Task:
Exactly repeat the line that contains "Target: brindle fur", then every line after it up to and including the final line.

#####

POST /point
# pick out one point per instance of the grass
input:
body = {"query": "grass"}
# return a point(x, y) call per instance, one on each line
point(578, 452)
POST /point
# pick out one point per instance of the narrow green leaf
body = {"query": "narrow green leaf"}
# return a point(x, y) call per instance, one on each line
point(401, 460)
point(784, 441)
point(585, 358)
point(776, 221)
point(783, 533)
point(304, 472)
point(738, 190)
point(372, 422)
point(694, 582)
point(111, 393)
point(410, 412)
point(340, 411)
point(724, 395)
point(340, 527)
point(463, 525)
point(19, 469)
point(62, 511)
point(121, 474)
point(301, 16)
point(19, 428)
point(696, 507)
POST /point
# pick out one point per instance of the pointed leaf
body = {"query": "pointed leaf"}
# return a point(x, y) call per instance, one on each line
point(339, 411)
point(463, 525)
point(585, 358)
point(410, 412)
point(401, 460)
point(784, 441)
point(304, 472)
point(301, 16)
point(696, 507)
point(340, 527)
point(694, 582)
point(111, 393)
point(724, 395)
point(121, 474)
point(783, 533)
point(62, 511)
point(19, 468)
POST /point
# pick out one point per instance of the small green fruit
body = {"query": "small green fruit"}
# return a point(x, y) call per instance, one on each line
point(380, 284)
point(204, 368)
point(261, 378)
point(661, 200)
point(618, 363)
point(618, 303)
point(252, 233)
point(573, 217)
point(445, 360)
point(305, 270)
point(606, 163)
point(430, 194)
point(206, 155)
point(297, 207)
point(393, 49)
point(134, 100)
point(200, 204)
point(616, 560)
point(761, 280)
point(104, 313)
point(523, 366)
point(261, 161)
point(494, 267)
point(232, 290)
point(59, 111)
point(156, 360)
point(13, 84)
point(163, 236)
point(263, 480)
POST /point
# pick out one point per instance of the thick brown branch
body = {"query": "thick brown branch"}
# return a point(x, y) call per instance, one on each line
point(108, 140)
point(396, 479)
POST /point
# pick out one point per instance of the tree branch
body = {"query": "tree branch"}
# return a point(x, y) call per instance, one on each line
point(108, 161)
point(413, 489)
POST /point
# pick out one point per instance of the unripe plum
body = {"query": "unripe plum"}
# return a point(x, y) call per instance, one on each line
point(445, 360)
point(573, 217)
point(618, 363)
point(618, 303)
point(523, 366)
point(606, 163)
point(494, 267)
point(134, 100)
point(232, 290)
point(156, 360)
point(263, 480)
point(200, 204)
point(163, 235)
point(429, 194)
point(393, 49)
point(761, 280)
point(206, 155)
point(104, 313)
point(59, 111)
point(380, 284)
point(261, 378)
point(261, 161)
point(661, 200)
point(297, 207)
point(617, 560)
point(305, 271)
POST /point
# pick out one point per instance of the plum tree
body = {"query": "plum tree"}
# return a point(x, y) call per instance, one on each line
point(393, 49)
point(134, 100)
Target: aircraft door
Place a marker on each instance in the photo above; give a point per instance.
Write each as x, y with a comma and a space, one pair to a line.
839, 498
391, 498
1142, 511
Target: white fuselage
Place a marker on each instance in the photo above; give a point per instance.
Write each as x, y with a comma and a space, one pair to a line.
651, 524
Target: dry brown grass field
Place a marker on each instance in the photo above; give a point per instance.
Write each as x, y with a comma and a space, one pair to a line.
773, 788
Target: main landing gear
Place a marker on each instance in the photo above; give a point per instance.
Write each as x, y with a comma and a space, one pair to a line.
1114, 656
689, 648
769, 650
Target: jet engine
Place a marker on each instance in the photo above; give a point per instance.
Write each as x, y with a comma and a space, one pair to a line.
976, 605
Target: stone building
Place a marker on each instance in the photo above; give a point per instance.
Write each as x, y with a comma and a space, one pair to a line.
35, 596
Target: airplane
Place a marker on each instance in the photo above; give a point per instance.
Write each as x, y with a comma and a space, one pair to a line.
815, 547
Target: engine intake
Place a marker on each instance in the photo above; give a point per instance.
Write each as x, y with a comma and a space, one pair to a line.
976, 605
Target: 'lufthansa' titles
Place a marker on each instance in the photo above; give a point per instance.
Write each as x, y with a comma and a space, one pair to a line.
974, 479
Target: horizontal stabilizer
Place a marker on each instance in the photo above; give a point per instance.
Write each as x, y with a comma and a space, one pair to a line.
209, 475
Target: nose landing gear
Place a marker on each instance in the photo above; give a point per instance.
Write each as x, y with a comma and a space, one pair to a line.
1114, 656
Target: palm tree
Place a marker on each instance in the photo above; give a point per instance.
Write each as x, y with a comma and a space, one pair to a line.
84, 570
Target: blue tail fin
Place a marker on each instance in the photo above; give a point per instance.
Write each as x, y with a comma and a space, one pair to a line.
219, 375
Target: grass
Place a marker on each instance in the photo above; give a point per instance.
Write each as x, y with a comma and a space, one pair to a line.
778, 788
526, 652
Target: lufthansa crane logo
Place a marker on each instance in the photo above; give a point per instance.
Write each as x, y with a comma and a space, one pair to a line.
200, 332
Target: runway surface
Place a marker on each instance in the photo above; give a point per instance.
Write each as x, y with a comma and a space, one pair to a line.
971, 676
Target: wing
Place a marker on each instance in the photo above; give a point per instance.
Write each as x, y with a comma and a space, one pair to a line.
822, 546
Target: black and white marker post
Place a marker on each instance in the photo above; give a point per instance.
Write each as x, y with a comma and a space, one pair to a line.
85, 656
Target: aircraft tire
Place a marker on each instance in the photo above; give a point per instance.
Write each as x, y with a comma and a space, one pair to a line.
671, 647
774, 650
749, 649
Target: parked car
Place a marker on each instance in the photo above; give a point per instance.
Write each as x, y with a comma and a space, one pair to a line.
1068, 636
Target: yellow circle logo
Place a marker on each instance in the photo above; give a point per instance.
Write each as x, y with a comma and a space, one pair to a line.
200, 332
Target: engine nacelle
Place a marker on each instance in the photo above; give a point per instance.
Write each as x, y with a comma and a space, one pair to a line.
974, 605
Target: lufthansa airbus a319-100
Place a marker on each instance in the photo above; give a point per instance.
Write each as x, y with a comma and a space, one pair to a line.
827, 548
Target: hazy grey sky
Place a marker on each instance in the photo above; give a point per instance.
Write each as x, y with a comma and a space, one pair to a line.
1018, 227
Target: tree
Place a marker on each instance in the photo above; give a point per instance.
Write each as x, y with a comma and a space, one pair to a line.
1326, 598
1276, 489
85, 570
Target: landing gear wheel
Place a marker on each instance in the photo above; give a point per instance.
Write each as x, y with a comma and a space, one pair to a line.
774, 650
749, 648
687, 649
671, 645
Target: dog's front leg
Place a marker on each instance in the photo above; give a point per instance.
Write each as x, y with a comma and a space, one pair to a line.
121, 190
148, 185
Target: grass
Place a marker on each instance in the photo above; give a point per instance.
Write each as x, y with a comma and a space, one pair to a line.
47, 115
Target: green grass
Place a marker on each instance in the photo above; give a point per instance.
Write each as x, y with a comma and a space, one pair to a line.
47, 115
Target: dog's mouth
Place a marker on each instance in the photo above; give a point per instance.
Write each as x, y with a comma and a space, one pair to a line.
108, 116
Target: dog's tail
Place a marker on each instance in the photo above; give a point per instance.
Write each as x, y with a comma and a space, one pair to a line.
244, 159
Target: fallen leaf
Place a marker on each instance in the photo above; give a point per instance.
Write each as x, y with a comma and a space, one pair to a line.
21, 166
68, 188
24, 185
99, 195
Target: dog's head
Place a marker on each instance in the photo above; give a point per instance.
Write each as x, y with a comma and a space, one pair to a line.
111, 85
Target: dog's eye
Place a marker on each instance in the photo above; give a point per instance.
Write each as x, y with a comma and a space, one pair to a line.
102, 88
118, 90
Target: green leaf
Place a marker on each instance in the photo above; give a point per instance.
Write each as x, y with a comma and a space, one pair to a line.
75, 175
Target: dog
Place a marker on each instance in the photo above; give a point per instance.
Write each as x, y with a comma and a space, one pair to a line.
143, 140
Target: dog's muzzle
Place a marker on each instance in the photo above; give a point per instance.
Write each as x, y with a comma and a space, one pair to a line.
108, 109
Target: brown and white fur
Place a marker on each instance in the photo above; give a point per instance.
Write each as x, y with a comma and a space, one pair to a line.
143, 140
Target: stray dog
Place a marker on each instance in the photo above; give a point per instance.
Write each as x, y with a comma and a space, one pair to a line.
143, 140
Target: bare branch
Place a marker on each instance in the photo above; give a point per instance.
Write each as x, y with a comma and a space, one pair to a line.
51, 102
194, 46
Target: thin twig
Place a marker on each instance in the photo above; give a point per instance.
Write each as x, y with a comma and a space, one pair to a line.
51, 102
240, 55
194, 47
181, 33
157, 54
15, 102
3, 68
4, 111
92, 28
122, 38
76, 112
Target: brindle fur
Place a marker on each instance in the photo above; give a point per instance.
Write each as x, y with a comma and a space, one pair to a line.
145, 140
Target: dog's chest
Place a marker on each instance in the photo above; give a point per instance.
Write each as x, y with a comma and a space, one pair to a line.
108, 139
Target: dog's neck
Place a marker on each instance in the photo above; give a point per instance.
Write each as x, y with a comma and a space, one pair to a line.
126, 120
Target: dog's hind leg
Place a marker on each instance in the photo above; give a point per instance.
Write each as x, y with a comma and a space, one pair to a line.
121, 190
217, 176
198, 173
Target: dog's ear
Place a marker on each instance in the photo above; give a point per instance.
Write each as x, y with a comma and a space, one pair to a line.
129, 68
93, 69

#####

Solution:
Target: brindle fur
Place a marker on each instance in the photo above; give a point per instance.
Write each as x, y with a comma and a space, one pair to a line.
145, 140
Target: dog's chest
Place a marker on each instance in the photo above; give a point per instance.
Write each as x, y with a comma and a space, one pair to a line.
108, 139
Target: dog's neck
Place a marker on each instance in the photo above; give a point per instance.
Write each as x, y with a comma and a space, one pair to a line.
126, 120
Target: dog's hind leg
Place a marker on each instance in the photo above; give a point per instance.
Write each as x, y with a comma and a space, one pair to a line.
121, 190
217, 176
198, 173
Target: dog's ear
Place a marker on each instance in the photo above; give a point per instance.
Write each as x, y with a comma and a space, one pair to a line.
129, 68
93, 69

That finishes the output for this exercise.